WHAT TO DO :: Your response should be the listing below, repeated exactly and in full.

::::::::::

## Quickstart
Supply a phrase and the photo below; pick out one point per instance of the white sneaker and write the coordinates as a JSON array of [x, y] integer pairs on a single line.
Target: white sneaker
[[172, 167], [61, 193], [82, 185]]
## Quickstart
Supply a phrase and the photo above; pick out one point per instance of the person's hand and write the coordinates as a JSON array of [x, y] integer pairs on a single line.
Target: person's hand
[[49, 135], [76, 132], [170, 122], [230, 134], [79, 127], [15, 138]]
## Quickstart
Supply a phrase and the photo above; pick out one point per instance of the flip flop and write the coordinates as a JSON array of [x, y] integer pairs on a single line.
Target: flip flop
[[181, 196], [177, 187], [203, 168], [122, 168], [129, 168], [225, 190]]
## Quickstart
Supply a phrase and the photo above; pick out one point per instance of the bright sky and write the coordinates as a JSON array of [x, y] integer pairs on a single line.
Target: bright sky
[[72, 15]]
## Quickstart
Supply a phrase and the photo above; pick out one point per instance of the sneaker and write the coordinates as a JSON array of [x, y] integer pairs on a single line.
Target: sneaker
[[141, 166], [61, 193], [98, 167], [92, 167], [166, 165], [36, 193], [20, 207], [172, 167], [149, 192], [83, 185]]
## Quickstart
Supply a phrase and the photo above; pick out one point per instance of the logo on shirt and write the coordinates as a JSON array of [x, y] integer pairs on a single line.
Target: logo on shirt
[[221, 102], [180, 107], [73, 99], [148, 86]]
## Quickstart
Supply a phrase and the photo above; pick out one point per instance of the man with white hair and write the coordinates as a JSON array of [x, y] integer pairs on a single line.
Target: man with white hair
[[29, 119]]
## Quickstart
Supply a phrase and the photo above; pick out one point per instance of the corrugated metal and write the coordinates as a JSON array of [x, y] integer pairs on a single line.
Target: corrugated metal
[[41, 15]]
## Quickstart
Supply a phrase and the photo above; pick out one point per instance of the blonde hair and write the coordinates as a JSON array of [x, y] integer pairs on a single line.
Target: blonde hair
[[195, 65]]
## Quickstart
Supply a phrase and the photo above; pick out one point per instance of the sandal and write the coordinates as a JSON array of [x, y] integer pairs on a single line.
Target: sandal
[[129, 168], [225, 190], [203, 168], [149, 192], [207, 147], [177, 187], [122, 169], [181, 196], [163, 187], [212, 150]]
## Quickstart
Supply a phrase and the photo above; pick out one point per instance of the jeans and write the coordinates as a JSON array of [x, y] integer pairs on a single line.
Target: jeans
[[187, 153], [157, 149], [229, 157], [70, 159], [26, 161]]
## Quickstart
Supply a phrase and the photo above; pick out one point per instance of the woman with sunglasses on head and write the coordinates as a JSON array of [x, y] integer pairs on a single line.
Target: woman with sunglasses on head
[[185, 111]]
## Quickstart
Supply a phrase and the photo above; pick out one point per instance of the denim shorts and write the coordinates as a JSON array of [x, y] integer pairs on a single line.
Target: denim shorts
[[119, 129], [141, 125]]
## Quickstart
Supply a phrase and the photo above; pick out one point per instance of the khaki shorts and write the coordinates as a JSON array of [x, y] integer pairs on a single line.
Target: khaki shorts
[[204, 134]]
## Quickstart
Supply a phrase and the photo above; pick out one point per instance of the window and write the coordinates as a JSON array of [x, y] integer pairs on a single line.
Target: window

::::::::::

PROBLEM SOLUTION ::
## Quickstart
Supply a phrase and the photo below; pick out one point per instance of the white sneaker and write the coordinates as a JSON array of [x, y] integer pairs on a single line.
Target: white sneaker
[[172, 167], [61, 193], [82, 185]]
## Quickstart
Supply a phrase and the photo above; pick out one point per instance of the person's hand and write the coordinates as a JSON array of [x, y] integer pairs on a single line.
Target: person's hand
[[49, 135], [76, 132], [170, 122], [230, 134], [79, 127], [15, 138]]
## Quickstart
Supply a phrase and the photo above; pick out one point per instance of the flip flop and write the coordinates as a JSON array of [x, y] integer pairs on a single line.
Target: flip flop
[[181, 196], [177, 187], [203, 168], [122, 168], [129, 168], [225, 190]]
## Quickstart
Supply a phrase and the photo above; pick out one point per instance of the bright sky and write the coordinates as a JSON array of [x, y] integer pairs on a single line.
Target: bright sky
[[72, 15]]
## Quickstart
Supply a phrase and the photo above; pick out one point per instance of the sneaker and write the coordinates as a JSON array of [x, y] integer pairs on a single line.
Target: sneaker
[[141, 166], [61, 193], [98, 167], [92, 167], [166, 165], [36, 193], [20, 207], [172, 167], [149, 192], [83, 185]]
## Quickstart
Supply a phrase and the photo above; pick out one point per instance of the logo on shirt and write the coordinates as a JSON array of [x, y] integer pairs on a single line.
Target: logo on shirt
[[221, 102], [180, 107], [73, 99], [148, 86]]
## Quickstart
Supply a phrase and the photo above; pick out one point per instance of the man with white hair and write the coordinates as a JSON array of [x, y] integer pairs on a single line.
Target: man with white hair
[[29, 119]]
## Quickstart
Supply a phrase and the photo above; pick out one point per instance of the corrugated metal and write the coordinates as a JSON array of [x, y] integer pairs on a single line.
Target: corrugated metal
[[41, 15]]
## Quickstart
Supply a phrase and the photo above; pick out one point per instance of the blonde hair and write the coordinates as a JSON array of [x, y] integer pairs on a single line.
Target: blonde hair
[[195, 65]]
## Quickstart
Supply a phrase and the photo above; pick out one point per instance of the sandal and write the coordinates as a JSON array of [x, y] integer pairs on a single line.
Target: sandal
[[129, 168], [225, 190], [203, 168], [149, 192], [207, 147], [177, 187], [122, 169], [181, 196], [163, 187], [212, 150]]
## Quickstart
Supply a phrase and the photo above; pick out one point per instance of the jeans and write the coordinates as a JSON array of [x, y] integer pairs on a single line.
Target: jeans
[[187, 153], [157, 149], [229, 157], [70, 159], [26, 161]]
## Quickstart
Supply a phrase and the photo above; pick out one point per instance of the woman with sunglasses on head and write the coordinates as a JSON array of [x, y] integer pairs on a single line.
Target: woman with sunglasses on head
[[185, 111]]
## Quickstart
Supply a phrase and the photo above; pick out one point per instance of the denim shorts and write the coordinates as a JSON array of [x, y] integer pairs on a single line.
Target: denim shorts
[[119, 129], [141, 125]]
## Quickstart
Supply a phrase and the photo above; pick out one point per instance of the khaki shorts and write the coordinates as a JSON array of [x, y] integer pairs on a single line.
Target: khaki shorts
[[204, 134]]
## Quickstart
Supply a phrase and the photo above; pick out one point per instance of the window and write the coordinates as a JSON array of [x, y] integer pairs on a single line.
Target: window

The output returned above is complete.